Thank you all so much for the responses. I would love to answer each of you individually, because each of your posts said something to me. I will try not to 'down' myself further though...point taken there.
I guess there is a lot going on besides weight loss. I'm a SAHM of 3, I started Tae Kwan Do and am working on my next belt, I took up aqua-size at the same time. I also run a home business, run kids from one activity to the next 4 days a week. I am also in school again, part-time and was recently asked to join an elite honors society for academic performance. That is pretty stressfully in itself because I have to keep a GPA of 3.8 or above and this semester I have two very HARD classes which I have been freaking over. (Anatomy & Phys. and Medical Term.) I am constantly on the run, studying, stressing or working. Most of the time I am eating something before I even realize I am doing it. It reminds me of when I first quit smoking and I would automatically reach into a pocket for the cigs...even though they wouldn't be there anymore. Like an old habit not yet broken. I guess I am reaching out for food to fill in....fill in....I don't know what. You guys are really amazing at helping me think this out though.

** ACTIVITY LIST **
A – Reproduce the forum post word for word from "Thank you all" to "though...point taken there.".
B – According to the forum post, what minimum GPA must the writer keep to stay in the honors society?

** SUPPLIED MATERIAL **
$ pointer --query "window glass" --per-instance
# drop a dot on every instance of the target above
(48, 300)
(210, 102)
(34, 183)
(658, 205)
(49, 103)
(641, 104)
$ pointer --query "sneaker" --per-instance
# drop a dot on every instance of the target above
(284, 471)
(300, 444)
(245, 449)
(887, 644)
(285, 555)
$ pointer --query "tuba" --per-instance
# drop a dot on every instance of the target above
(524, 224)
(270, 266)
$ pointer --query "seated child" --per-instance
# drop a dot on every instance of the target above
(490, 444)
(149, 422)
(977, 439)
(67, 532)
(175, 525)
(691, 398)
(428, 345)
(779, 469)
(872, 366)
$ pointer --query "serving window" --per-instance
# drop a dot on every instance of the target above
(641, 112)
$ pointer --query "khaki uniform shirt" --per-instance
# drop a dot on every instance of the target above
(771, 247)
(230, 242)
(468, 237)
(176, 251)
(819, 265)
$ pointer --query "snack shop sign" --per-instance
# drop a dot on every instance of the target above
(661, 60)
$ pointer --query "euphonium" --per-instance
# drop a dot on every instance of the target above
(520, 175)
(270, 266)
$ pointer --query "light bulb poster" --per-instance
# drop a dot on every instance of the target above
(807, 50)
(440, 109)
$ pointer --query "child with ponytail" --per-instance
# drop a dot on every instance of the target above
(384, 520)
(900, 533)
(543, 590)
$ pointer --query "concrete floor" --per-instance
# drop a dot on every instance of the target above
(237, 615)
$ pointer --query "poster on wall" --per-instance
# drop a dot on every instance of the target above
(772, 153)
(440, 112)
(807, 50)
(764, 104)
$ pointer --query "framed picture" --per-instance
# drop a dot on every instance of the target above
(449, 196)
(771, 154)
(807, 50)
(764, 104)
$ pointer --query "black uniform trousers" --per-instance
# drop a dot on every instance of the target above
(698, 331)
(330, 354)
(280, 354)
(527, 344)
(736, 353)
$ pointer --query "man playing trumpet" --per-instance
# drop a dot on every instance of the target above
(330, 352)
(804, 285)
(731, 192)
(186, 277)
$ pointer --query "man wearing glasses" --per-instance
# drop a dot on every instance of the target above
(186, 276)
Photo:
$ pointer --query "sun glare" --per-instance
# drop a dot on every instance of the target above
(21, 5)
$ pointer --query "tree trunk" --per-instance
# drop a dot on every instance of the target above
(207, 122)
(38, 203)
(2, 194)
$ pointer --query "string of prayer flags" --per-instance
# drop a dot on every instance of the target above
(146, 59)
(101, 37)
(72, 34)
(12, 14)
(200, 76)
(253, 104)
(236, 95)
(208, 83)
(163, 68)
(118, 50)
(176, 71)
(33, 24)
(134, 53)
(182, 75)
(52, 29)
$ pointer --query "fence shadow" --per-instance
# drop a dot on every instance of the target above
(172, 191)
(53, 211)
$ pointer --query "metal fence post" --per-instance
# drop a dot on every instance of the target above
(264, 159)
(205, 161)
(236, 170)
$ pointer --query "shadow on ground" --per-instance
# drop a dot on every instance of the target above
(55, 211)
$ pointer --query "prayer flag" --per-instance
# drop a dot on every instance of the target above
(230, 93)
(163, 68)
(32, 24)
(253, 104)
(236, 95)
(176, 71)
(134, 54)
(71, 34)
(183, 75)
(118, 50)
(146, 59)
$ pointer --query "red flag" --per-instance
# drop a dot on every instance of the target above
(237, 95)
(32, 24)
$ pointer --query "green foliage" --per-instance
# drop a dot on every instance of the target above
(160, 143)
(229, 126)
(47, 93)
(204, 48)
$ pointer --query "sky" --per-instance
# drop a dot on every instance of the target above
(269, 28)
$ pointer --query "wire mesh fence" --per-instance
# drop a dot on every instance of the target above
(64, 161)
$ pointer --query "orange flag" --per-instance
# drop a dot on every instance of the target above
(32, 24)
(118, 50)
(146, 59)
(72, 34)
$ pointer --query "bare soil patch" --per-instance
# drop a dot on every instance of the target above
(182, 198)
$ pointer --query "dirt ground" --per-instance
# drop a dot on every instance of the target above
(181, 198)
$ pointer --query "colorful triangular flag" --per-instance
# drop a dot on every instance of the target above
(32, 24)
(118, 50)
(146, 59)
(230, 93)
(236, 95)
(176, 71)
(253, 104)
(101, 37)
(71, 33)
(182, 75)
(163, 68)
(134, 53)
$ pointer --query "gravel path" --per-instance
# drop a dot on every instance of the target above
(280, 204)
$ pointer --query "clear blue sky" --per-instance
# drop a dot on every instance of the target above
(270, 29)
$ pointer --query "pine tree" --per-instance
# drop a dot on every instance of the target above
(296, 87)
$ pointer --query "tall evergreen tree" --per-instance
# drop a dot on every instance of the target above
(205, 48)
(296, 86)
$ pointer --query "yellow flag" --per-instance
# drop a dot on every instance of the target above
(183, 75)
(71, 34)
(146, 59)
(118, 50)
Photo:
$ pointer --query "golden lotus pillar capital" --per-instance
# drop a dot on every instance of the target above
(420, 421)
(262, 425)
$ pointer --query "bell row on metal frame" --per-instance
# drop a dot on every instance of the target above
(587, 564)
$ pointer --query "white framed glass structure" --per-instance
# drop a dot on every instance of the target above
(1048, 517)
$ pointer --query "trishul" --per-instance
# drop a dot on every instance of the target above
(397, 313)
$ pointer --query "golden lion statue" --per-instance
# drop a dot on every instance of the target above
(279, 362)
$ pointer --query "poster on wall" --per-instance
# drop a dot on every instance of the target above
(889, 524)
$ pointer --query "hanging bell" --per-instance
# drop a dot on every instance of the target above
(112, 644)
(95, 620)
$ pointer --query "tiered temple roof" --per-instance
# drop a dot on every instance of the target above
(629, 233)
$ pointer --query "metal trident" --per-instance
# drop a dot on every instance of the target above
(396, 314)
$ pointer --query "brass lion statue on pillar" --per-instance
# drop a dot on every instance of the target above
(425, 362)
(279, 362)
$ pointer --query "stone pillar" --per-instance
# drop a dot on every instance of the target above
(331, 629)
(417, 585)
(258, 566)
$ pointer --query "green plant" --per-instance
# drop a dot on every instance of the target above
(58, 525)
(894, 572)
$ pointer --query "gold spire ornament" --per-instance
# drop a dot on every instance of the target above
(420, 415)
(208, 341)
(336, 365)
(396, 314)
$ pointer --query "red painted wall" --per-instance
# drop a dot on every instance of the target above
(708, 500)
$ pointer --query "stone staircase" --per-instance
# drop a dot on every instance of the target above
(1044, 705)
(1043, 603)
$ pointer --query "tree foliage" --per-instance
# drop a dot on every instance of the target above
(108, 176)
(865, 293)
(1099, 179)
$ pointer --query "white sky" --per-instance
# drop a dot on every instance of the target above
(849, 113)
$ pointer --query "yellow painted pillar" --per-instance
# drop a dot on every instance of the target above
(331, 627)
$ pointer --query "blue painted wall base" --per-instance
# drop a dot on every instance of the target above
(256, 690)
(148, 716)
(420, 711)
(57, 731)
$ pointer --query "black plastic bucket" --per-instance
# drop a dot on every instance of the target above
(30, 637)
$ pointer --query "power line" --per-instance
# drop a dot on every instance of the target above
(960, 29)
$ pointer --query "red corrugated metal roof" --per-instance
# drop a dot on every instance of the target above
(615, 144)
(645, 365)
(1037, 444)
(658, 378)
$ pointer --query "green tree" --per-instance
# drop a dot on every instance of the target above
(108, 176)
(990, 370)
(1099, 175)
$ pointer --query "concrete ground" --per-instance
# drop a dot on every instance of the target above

** RESPONSES PER TASK **
A –
Thank you all so much for the responses. I would love to answer each of you individually, because each of your posts said something to me. I will try not to 'down' myself further though...point taken there.

B – 3.8 or above.